WHAT THE EXERCISE ASKS
Could you render the lines from the one containing "Detection brief: inspect the image and locate blue" through the one containing "(1, 91), (16, 129)" in the items below as a JSON list of strings, one string per line, with blank lines left out?

## BEGIN SUPPLIED MATERIAL

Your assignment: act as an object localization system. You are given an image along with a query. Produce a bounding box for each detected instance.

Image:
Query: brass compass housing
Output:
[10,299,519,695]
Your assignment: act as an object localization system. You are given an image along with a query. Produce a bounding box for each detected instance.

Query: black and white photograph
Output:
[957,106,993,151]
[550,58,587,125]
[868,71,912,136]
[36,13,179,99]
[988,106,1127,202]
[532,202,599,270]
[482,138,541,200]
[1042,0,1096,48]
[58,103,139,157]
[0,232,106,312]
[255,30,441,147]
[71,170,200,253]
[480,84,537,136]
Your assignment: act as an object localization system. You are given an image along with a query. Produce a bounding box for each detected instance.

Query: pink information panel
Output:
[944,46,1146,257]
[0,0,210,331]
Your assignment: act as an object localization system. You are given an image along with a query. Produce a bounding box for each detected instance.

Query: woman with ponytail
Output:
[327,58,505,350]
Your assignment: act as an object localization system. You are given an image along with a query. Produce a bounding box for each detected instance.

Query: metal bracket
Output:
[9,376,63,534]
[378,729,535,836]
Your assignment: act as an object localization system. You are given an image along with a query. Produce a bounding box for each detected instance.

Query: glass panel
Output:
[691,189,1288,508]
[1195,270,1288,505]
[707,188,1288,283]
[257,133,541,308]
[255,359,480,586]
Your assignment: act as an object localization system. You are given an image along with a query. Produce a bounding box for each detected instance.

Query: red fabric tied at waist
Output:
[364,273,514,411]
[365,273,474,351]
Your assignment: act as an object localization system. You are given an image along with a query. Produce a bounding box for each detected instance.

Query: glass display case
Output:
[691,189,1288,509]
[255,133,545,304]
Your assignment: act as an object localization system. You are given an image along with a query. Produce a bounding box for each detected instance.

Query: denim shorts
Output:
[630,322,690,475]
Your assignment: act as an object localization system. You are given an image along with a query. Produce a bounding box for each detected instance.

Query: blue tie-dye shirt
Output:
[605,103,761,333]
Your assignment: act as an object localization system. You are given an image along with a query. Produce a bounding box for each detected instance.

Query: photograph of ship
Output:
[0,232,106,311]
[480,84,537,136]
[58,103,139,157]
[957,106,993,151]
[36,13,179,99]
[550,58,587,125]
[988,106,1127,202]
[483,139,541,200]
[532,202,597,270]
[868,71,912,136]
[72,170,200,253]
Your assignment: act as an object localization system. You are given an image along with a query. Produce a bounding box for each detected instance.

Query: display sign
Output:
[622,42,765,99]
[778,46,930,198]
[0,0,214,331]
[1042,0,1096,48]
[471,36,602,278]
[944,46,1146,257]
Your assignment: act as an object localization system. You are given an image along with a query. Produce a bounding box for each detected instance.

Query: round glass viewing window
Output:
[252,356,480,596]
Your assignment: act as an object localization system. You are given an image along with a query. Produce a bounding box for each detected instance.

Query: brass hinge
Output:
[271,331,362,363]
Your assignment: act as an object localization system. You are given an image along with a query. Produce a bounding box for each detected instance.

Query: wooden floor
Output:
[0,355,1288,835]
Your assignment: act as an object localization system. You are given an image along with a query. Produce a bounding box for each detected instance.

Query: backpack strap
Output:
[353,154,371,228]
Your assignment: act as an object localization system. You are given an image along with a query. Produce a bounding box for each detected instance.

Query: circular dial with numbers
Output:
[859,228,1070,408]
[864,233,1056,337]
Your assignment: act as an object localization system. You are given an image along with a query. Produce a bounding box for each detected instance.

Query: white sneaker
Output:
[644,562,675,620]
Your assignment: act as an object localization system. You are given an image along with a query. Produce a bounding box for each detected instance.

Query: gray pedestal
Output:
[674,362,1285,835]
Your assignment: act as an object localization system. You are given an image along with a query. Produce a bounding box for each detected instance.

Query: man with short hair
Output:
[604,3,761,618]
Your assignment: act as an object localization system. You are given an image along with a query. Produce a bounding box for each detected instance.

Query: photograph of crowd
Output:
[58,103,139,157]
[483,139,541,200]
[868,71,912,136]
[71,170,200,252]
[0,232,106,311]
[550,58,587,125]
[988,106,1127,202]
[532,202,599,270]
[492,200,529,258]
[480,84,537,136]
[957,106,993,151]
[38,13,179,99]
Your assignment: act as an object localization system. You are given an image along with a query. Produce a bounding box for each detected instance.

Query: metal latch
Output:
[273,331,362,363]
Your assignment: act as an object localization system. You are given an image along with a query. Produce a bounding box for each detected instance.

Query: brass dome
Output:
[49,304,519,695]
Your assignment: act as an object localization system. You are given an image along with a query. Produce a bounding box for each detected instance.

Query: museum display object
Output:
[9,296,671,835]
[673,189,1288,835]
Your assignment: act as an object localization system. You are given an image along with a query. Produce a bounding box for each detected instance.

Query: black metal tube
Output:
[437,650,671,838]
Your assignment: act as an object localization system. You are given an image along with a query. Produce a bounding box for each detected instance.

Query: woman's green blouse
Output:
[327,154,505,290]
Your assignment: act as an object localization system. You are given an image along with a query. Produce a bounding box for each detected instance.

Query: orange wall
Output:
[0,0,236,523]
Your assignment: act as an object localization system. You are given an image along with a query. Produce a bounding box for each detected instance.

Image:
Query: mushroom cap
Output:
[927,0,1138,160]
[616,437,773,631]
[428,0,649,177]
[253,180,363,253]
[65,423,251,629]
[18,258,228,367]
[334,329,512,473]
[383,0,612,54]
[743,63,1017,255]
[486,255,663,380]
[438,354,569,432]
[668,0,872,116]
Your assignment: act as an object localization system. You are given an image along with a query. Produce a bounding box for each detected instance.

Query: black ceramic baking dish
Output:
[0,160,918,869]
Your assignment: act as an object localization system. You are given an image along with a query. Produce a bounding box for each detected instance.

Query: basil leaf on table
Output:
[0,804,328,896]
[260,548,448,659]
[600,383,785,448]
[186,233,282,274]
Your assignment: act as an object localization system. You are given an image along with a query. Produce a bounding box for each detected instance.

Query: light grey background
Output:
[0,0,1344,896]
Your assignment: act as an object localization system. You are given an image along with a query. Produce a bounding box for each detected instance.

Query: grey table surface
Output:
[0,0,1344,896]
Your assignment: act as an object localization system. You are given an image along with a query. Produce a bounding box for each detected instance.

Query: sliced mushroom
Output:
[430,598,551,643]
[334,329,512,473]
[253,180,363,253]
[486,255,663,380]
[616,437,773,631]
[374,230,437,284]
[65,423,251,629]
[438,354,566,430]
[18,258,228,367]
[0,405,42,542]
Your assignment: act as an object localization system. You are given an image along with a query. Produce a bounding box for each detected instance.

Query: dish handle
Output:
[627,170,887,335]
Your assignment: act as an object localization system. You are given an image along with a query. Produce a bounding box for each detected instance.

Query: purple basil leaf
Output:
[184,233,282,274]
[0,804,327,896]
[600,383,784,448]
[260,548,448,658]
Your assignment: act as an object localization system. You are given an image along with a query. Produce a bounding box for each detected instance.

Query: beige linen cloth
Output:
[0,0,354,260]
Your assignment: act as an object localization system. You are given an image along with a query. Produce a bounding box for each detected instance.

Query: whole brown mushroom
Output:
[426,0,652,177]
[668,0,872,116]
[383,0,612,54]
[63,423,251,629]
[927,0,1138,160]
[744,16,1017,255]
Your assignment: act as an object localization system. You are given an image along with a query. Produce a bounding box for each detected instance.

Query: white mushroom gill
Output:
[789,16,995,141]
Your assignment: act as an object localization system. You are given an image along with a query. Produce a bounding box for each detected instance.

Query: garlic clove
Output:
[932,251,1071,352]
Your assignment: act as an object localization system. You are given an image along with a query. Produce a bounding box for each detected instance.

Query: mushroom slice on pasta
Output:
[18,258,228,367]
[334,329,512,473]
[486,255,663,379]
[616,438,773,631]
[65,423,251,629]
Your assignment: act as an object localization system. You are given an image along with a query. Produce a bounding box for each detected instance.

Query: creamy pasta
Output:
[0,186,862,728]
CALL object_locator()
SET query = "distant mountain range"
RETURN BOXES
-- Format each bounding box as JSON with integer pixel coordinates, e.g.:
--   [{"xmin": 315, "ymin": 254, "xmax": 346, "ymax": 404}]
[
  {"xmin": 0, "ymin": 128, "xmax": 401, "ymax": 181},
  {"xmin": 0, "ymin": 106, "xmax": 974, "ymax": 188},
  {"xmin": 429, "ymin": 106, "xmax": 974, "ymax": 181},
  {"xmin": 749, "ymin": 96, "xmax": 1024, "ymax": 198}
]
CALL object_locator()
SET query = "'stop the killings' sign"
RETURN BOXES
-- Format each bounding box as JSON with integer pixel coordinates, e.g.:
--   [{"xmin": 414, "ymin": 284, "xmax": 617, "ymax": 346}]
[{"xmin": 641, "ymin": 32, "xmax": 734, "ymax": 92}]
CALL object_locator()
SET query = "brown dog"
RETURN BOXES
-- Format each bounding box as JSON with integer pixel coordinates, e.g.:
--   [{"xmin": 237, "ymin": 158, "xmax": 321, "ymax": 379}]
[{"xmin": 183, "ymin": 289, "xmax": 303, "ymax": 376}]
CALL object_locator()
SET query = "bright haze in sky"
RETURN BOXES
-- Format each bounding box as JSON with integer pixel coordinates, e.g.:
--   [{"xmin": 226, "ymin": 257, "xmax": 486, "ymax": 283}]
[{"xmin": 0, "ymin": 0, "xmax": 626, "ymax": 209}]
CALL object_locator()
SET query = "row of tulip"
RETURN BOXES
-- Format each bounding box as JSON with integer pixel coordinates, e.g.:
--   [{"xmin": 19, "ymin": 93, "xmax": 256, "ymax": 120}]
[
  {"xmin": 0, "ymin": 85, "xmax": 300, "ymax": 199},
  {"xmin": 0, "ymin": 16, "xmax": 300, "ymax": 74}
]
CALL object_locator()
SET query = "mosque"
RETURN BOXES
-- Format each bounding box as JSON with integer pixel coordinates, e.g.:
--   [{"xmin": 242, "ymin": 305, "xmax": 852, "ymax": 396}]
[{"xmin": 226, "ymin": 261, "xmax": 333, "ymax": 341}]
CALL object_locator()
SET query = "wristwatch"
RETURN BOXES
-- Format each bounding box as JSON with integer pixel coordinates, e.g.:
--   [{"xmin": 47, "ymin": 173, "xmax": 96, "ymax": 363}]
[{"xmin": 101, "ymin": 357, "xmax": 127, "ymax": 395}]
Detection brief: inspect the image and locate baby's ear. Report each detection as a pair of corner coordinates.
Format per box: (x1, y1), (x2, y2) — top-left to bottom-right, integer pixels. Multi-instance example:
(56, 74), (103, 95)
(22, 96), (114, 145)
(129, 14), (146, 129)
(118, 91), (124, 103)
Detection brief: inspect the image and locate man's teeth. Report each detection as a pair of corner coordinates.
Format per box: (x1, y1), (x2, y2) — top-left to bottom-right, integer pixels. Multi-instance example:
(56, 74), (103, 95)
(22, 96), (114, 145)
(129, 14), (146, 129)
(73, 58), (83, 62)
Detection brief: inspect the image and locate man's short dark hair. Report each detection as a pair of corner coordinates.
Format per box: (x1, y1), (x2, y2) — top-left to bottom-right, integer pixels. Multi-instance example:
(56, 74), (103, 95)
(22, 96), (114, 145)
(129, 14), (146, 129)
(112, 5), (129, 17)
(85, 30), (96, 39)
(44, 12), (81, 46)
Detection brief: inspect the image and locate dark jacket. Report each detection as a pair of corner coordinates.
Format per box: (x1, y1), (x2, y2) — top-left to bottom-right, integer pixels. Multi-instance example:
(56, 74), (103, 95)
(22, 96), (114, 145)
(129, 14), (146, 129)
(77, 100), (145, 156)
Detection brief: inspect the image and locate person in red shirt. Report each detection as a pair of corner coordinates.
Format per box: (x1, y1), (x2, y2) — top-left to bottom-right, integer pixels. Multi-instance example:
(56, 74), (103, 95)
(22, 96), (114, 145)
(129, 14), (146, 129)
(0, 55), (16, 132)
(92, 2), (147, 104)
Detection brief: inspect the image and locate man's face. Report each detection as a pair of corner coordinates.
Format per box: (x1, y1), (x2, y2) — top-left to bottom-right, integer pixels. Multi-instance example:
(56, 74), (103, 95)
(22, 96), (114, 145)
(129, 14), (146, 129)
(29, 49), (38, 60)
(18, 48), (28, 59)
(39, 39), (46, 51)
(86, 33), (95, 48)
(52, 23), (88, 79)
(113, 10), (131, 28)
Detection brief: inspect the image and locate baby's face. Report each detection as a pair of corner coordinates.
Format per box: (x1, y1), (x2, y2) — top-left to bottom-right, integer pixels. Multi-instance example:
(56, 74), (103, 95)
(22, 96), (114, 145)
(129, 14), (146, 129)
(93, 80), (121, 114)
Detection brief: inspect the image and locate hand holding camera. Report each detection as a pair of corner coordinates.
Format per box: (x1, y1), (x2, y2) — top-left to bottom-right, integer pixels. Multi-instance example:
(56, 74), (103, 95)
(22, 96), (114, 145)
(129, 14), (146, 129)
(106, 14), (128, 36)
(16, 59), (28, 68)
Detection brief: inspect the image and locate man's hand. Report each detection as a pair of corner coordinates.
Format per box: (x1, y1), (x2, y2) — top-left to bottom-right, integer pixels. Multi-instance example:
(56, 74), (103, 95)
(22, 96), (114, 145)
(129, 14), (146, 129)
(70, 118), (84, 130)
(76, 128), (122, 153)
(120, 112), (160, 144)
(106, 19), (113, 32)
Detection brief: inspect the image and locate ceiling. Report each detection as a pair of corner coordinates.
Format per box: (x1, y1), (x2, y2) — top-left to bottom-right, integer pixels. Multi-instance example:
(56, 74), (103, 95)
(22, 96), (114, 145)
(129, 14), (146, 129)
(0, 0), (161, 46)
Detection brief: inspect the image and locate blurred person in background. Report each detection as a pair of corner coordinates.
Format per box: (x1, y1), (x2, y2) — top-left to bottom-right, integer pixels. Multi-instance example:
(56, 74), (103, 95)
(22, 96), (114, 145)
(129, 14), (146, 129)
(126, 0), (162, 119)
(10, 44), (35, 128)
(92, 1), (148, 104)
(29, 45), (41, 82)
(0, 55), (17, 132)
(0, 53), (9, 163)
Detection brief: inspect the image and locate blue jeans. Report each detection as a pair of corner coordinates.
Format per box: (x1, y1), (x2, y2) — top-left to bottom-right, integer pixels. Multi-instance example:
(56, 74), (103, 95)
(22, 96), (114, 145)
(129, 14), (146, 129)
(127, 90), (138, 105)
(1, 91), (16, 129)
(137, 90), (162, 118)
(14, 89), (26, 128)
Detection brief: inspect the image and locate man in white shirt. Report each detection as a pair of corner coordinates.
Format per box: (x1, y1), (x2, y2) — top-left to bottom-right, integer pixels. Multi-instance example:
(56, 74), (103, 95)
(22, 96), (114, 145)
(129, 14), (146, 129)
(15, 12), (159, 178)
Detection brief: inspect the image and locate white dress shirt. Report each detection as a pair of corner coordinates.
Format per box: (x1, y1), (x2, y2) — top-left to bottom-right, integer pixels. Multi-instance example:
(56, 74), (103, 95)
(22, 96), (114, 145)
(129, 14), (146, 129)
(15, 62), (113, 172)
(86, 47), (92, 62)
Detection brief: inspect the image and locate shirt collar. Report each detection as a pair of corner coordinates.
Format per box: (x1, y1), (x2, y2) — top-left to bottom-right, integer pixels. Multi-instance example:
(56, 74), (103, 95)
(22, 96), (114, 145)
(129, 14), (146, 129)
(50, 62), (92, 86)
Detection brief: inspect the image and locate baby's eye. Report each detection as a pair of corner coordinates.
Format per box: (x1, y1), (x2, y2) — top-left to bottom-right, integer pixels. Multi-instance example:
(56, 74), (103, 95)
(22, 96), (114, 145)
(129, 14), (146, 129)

## END SUPPLIED MATERIAL

COMPLETE ANSWER
[
  "Detection brief: inspect the image and locate blue jeans. Report each detection as a pair of corner coordinates.",
  "Format per box: (x1, y1), (x2, y2) — top-left to bottom-right, integer pixels. Multi-instance example:",
  "(56, 74), (103, 95)",
  "(22, 96), (114, 145)",
  "(129, 14), (146, 129)",
  "(127, 90), (138, 105)",
  "(1, 91), (16, 129)"
]